## EXCERPTED PASSAGE
####################

Axially functionally graded design methods for beams and their superior characteristics in passive thermal buckling suppressions

Abstract

Thin-wall structures on high-speed spacecrafts are usually exposed to extreme thermal environments during their service life. This problem will lead to the buckling and instability of structures, which can seriously affect the integrity and reliability of spacecrafts. Therefore, it is significant to study the suppression methods for the thermal buckling. It is well known that temperature change will produce a negative stiffness, which may eventually lead to the thermal buckling of structures. Based on this mechanism of thermal buckling, it is reasonable and effective to construct the equivalent positive thermal stiffness by changing the geometrical sizes and material properties of the structure along the axial direction. Inspired from this, in this paper, two passive ways, i.e. the axially functionally graded (AFG) design and adding torsional springs, are investigated. For the AFG design, both the thickness and material properties are functions of the axial spatial variable. In order to obtain the optimal functions for the thickness and volume fraction, an incremental structural stiffness method is proposed, and the genetic algorithm (GA) is also introduced. Numerical results show that through the AFG design, the thermal buckling characteristics of the structures are improved significantly. On the other hand, when the torsional springs are added to the main structure, under appropriate stiffness coefficients, the structural stiffness reduction caused by the temperature change can be offset to the maximum extent by the passive stiffness generated by the torsional springs. The present study is significant in the structural design of aerospace vehicles.

####################

## EXERCISE DETAILS
Rewrite the abstract's paragraph beginning "Thin-wall structures on high-speed spacecrafts" as a short bulleted list that keeps its main facts. Work only from the abstract above.

## DATA EXCERPTS

####################

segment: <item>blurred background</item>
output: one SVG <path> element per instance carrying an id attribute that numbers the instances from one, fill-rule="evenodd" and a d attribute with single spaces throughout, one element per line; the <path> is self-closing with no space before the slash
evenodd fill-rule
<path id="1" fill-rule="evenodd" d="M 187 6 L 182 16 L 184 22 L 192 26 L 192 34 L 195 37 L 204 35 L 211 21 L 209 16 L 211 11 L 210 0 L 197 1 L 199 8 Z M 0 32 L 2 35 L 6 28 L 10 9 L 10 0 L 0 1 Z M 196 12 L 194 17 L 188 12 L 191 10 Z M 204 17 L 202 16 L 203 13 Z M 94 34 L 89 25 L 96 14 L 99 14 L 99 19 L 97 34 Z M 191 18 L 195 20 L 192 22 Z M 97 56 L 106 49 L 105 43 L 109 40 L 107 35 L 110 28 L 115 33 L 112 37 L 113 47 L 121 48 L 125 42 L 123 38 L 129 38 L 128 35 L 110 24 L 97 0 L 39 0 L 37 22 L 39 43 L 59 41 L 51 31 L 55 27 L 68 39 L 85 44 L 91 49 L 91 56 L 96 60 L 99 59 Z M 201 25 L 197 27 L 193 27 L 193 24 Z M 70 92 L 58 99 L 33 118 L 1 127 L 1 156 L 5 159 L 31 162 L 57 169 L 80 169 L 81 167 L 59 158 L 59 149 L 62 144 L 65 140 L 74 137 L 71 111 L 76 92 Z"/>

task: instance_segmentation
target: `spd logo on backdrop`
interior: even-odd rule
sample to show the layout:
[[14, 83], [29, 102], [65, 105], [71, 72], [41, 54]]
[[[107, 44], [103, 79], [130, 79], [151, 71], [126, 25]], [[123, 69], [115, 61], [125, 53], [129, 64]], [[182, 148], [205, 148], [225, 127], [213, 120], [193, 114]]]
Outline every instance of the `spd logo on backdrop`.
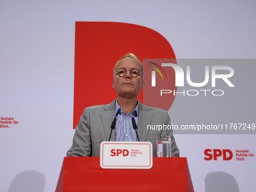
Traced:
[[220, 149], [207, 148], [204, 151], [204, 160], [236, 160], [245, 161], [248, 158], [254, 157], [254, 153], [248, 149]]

####################

## FINAL ANSWER
- Thin-wall structures on high-speed spacecraft face extreme thermal environments, which can cause buckling and instability that threaten the craft's integrity and reliability.
- Temperature change produces a negative stiffness that can lead to thermal buckling. An equivalent positive thermal stiffness can be built by varying the structure's geometry and material properties along the axial direction.
- The paper studies two passive suppression methods: axially functionally graded (AFG) design and added torsional springs.
- In the AFG design, thickness and material properties are functions of the axial variable. An incremental structural stiffness method and a genetic algorithm are used to find the optimal thickness and volume-fraction functions.
- Numerical results show that AFG design significantly improves thermal buckling characteristics.
- With appropriate stiffness coefficients, torsional springs generate passive stiffness that offsets, to the maximum extent, the stiffness lost to temperature change.
- The study is significant for the structural design of aerospace vehicles.